[PROBLEM TO SOLVE]
In the data below, retype exactly the line that contains "Could you point at the blue" and every line after it, through the last.

Natural language region descriptions
━━━━━━━━━━━━━━━━
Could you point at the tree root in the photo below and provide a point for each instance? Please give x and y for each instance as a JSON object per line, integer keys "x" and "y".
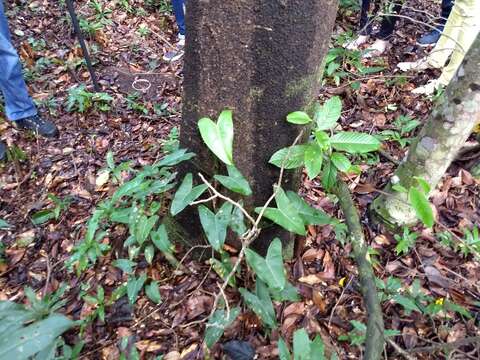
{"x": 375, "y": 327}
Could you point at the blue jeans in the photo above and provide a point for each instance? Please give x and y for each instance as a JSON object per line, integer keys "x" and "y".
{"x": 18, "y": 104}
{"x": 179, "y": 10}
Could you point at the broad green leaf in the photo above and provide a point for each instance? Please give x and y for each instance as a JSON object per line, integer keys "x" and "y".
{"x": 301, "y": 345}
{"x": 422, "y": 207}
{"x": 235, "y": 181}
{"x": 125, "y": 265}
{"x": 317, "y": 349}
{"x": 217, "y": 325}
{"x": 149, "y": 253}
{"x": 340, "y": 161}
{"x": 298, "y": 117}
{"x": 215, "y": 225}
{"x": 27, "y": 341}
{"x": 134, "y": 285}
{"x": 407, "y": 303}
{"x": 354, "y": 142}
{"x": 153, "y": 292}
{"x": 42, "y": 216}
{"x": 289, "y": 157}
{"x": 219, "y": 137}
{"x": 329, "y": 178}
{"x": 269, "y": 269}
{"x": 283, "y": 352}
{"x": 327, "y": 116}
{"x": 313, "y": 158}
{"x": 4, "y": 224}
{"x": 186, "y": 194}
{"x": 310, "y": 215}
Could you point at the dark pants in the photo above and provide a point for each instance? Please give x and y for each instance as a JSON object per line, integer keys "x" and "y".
━━━━━━━━━━━━━━━━
[ANSWER SECTION]
Could you point at the blue jeans in the photo above and provide a point for each instance? Please give x and y for each instance as a JSON object per line, integer keys "x" and "y".
{"x": 18, "y": 104}
{"x": 179, "y": 10}
Could you point at the broad green leaf in the photo above and provide a point for each instance? Please give x and y for each instance as a JSON object per line, integer keys "x" and "y".
{"x": 301, "y": 345}
{"x": 422, "y": 207}
{"x": 235, "y": 181}
{"x": 125, "y": 265}
{"x": 317, "y": 349}
{"x": 217, "y": 325}
{"x": 149, "y": 253}
{"x": 340, "y": 161}
{"x": 298, "y": 117}
{"x": 215, "y": 225}
{"x": 27, "y": 341}
{"x": 134, "y": 285}
{"x": 407, "y": 303}
{"x": 354, "y": 142}
{"x": 153, "y": 292}
{"x": 42, "y": 216}
{"x": 289, "y": 157}
{"x": 219, "y": 137}
{"x": 329, "y": 178}
{"x": 269, "y": 269}
{"x": 283, "y": 352}
{"x": 327, "y": 116}
{"x": 313, "y": 158}
{"x": 4, "y": 224}
{"x": 186, "y": 194}
{"x": 310, "y": 215}
Could you point at the dark pants in the photo above and provide a point for each instance? Please give x and y for each instance as a JSON object per line, integer keys "x" and "y".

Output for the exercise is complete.